* [Given instruction]
Reproduce the lines word for word, from the line containing "of the gloved" up to and including the line containing "the green table".

* [Supplied records]

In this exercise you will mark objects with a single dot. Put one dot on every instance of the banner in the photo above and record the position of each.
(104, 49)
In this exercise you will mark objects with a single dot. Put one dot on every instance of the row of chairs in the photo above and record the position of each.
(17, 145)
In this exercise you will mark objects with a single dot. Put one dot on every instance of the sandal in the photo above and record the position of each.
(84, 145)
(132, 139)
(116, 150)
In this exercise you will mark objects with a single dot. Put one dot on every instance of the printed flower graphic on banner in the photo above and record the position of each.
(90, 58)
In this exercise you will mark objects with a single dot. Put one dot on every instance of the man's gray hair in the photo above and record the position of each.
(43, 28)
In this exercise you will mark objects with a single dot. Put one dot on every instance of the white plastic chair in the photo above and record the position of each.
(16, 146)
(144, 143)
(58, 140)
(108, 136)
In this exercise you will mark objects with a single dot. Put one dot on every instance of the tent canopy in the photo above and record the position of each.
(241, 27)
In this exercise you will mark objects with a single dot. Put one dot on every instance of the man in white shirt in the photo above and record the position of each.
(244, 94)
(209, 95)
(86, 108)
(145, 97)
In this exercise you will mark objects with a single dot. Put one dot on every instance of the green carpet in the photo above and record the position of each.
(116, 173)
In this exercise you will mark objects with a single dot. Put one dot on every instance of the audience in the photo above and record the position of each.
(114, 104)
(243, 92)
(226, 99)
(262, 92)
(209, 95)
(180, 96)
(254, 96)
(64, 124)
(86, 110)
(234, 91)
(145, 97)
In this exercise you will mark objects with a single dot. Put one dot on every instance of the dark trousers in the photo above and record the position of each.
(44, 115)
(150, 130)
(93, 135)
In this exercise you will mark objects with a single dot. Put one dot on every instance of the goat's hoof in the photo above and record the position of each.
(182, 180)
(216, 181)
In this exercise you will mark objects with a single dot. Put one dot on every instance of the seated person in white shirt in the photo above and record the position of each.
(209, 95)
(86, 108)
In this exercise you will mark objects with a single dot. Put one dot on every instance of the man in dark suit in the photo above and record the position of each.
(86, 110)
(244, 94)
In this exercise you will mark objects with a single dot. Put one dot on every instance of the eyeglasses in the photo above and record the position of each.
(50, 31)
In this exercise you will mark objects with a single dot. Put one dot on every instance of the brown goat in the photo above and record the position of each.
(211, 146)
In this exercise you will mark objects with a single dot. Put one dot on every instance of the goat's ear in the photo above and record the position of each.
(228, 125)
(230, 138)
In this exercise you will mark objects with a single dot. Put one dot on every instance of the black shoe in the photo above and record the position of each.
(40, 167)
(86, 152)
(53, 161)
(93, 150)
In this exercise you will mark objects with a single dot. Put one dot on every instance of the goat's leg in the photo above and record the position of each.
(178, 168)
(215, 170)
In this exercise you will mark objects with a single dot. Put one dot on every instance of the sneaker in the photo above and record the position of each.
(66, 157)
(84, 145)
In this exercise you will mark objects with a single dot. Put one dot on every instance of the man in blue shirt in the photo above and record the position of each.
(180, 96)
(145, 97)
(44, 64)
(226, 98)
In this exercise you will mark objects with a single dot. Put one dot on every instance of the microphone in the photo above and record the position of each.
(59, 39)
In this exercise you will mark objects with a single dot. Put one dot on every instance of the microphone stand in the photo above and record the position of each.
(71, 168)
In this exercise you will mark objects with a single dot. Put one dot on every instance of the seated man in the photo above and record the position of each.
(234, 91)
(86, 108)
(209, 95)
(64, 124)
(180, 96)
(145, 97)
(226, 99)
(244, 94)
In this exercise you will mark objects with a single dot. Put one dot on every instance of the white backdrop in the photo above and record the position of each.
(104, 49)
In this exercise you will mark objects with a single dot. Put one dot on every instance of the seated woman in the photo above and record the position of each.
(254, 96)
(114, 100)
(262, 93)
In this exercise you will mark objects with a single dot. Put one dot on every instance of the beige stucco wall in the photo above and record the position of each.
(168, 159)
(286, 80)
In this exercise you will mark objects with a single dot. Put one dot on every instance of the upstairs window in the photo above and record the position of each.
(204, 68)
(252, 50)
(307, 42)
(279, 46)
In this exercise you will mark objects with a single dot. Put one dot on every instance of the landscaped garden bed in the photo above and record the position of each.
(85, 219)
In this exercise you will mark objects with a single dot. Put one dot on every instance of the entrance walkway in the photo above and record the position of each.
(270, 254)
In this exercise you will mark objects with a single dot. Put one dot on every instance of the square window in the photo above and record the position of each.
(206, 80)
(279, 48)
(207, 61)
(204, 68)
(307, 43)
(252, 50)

* * *

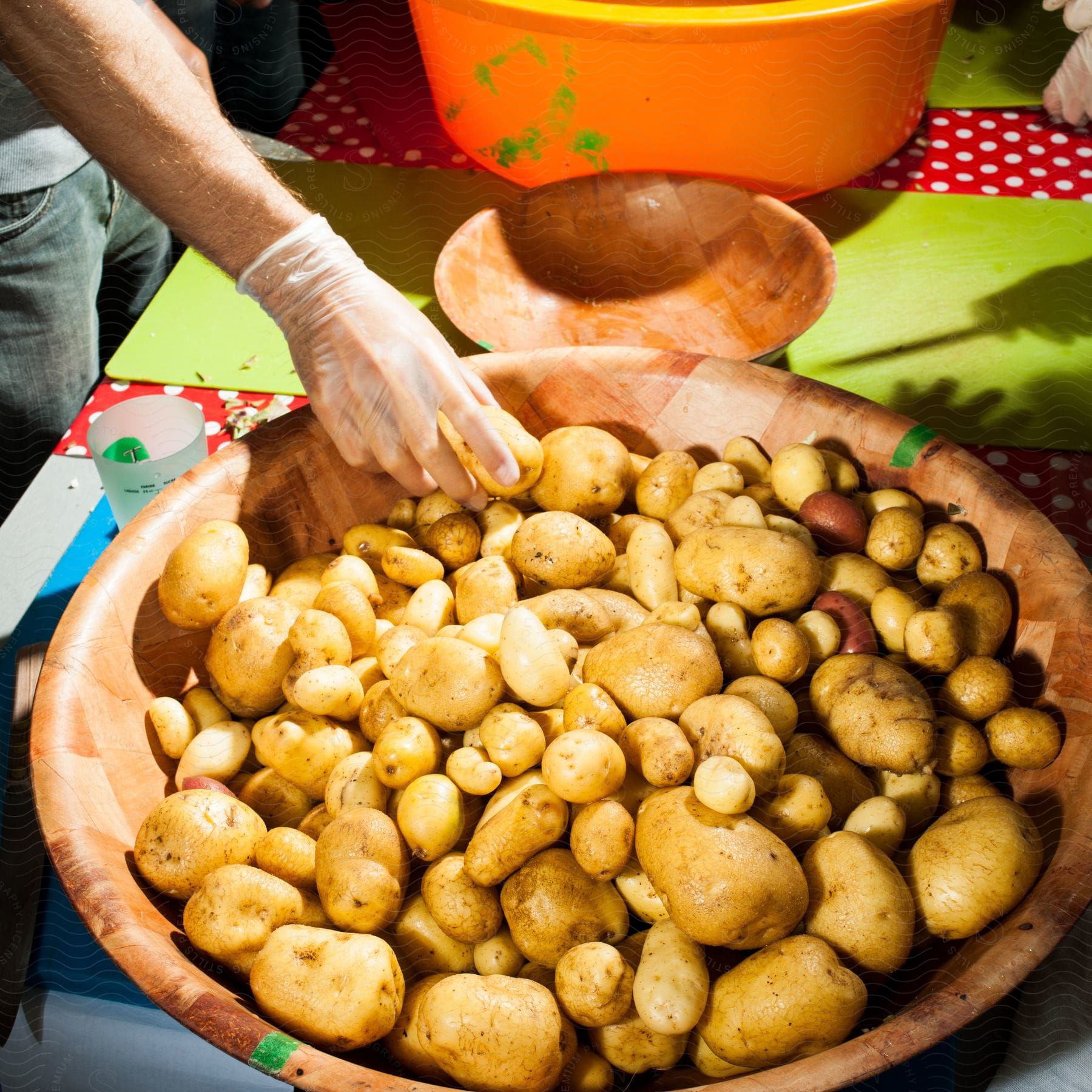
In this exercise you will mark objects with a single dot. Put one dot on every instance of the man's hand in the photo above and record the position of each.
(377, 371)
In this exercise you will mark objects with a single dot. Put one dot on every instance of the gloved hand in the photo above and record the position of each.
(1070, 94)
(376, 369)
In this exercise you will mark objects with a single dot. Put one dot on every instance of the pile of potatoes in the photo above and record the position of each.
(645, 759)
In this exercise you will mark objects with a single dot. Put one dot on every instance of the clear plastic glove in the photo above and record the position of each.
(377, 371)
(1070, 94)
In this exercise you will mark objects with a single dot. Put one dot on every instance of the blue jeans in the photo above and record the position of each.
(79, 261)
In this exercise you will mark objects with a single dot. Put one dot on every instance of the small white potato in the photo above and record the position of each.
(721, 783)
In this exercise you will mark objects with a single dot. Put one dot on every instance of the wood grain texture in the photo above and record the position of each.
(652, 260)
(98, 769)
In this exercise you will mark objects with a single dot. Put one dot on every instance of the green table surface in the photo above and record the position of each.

* [Result below]
In this exercise you will mark objects with a single dot. Put one dot on every instance of the gloved hand in the photo above and record the position of each.
(1070, 94)
(376, 369)
In this exercise you will mark objects with a single dot. Put one dot on every instance of the pile of potatoes in the photo above and record the position of each.
(645, 759)
In this exercise you will mark objects with a single dot. Put one dot on every instance of the clear plastic glove in the photo above and record the position of each.
(377, 371)
(1070, 94)
In this exercise you will mark objects with a single dot. Put one dot on every instance of the blue jeans in the photo above and record the position of each.
(79, 261)
In this exercise you will mark objects with a single dot. Put one dot on every instance of the small white potato in the photo above and record the position of each.
(721, 783)
In this exercise you will mark objects with a single dot. Put one dot on every instance of the wood grain texture in the photo above and record the position of each.
(652, 260)
(98, 769)
In this exercise you will mark objects with a single dot. Put one dot on every instance of the green table surface in the photo above and record the position of each.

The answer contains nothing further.